--- START ---

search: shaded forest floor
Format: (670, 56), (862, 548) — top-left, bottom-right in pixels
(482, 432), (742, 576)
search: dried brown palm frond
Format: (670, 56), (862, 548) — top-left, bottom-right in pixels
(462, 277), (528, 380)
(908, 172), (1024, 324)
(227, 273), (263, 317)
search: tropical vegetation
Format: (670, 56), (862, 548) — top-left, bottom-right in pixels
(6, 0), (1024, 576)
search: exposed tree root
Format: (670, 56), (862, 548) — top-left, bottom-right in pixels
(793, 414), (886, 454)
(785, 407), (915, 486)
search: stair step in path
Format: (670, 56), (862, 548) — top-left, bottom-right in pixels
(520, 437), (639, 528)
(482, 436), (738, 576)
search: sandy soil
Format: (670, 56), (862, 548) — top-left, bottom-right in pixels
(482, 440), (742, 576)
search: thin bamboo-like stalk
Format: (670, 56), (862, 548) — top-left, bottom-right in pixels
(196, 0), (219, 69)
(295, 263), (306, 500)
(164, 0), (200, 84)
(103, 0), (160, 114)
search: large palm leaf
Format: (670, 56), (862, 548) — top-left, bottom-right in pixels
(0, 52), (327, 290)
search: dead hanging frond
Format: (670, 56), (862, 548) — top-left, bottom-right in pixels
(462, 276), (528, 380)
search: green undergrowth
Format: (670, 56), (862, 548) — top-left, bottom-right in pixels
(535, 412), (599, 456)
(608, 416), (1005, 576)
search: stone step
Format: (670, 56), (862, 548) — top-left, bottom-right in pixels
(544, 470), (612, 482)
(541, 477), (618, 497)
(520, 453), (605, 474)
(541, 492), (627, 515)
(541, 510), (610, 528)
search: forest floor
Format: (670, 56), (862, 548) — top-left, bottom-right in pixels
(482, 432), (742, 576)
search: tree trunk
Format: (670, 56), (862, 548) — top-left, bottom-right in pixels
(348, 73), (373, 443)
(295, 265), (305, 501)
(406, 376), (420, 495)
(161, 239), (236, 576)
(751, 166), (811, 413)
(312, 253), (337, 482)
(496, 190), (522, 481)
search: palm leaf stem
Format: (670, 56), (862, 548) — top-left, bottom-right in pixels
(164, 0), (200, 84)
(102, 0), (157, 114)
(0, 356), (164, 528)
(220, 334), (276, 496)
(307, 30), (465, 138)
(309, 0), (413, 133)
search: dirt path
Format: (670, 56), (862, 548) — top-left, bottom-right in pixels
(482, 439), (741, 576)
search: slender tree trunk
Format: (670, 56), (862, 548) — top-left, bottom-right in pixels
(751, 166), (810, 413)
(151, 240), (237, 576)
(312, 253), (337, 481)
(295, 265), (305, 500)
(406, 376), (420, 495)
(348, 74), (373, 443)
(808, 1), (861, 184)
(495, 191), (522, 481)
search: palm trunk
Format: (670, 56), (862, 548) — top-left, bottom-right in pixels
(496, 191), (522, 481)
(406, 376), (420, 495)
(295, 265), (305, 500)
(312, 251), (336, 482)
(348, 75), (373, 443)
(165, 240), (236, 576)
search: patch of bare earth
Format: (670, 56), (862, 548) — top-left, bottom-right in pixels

--- END ---

- EXERCISE INSTRUCTIONS -
Can you render every line of the records above as a JSON list of strings, one string per line, with blank lines left out?

- PROBLEM SOLUTION -
[
  "search: shaded forest floor",
  "Format: (670, 56), (862, 548) — top-left, bottom-right in pixels",
  "(482, 432), (742, 576)",
  "search: dried brown palm frond",
  "Format: (670, 56), (862, 548) — top-left, bottom-right in pixels",
  "(462, 277), (528, 380)",
  "(908, 172), (1024, 324)",
  "(227, 273), (263, 317)",
  "search: tropical vegetation",
  "Format: (670, 56), (862, 548) — top-left, bottom-right in pixels",
  "(6, 0), (1024, 576)",
  "search: exposed tree root",
  "Format: (670, 56), (862, 548) — top-left, bottom-right in pixels",
  "(793, 414), (886, 454)",
  "(785, 407), (915, 486)",
  "search: stair step in path",
  "Format: (670, 56), (862, 548) — top-left, bottom-right in pixels",
  "(520, 437), (639, 528)",
  "(482, 436), (738, 576)",
  "search: sandy soil",
  "Format: (670, 56), (862, 548) — top-left, bottom-right in pixels",
  "(482, 440), (742, 576)",
  "search: thin bamboo-like stalk",
  "Format: (670, 56), (862, 548) — top-left, bottom-right in pixels",
  "(196, 0), (219, 69)",
  "(295, 263), (306, 500)",
  "(164, 0), (200, 84)",
  "(103, 0), (160, 114)",
  "search: large palm leaf",
  "Format: (670, 56), (862, 548) — top-left, bottom-right in pixels",
  "(0, 52), (327, 290)",
  "search: dead hanging frond",
  "Format: (670, 56), (862, 548) — top-left, bottom-right in pixels",
  "(462, 276), (528, 380)",
  "search: green undergrowth",
  "Format: (670, 56), (862, 548) — top-left, bottom-right in pixels",
  "(535, 412), (599, 456)",
  "(608, 416), (1005, 576)",
  "search: stone step",
  "Format: (670, 56), (862, 548) — top-left, bottom-right in pixels",
  "(544, 470), (612, 482)",
  "(541, 477), (618, 497)",
  "(520, 453), (605, 474)",
  "(541, 492), (627, 515)",
  "(541, 510), (610, 528)",
  "search: forest floor",
  "Format: (670, 56), (862, 548) — top-left, bottom-right in pixels",
  "(482, 432), (742, 576)",
  "search: tree trunk",
  "Format: (670, 56), (862, 548) — top-left, bottom-right in pixels",
  "(348, 73), (373, 443)",
  "(295, 265), (305, 501)",
  "(406, 376), (420, 495)",
  "(161, 239), (236, 576)",
  "(751, 166), (811, 413)",
  "(312, 253), (337, 482)",
  "(496, 190), (522, 481)",
  "search: palm leaf stem",
  "Format: (670, 56), (862, 548) — top-left, bottom-right in pixels",
  "(164, 0), (200, 84)",
  "(102, 0), (157, 114)",
  "(0, 356), (164, 528)",
  "(220, 334), (276, 496)",
  "(307, 30), (465, 138)",
  "(309, 0), (413, 133)",
  "search: dirt path",
  "Format: (670, 56), (862, 548) — top-left, bottom-right in pixels",
  "(482, 439), (741, 576)",
  "search: slender tree trunk",
  "Format: (670, 56), (862, 548) — top-left, bottom-right in pixels",
  "(751, 166), (810, 413)",
  "(151, 240), (237, 576)",
  "(312, 253), (337, 481)",
  "(295, 265), (305, 500)",
  "(406, 376), (420, 495)",
  "(348, 74), (373, 443)",
  "(808, 1), (861, 184)",
  "(495, 191), (522, 481)",
  "search: palm trunk",
  "Format: (670, 56), (862, 548) — top-left, bottom-right in pixels",
  "(496, 191), (522, 481)",
  "(406, 376), (420, 495)",
  "(295, 265), (305, 500)",
  "(312, 251), (336, 482)",
  "(348, 75), (373, 443)",
  "(165, 240), (236, 576)",
  "search: patch of bare earth",
  "Format: (670, 56), (862, 548) — top-left, bottom-right in pixels"
]